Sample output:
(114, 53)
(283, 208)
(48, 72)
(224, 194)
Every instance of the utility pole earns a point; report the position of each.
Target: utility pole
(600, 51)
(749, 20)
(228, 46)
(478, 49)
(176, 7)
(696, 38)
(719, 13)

============

-- Do this --
Rewrite the entries above, swapping "utility pole" for "telephone pole" wherever it occurs and leaving everything else unchanged.

-- Solution for this task --
Sample output:
(114, 53)
(283, 208)
(48, 72)
(224, 194)
Every instance of the telephone pole earns a point; report the position of each.
Target: telephone pole
(600, 51)
(749, 20)
(228, 46)
(478, 49)
(176, 7)
(696, 38)
(719, 13)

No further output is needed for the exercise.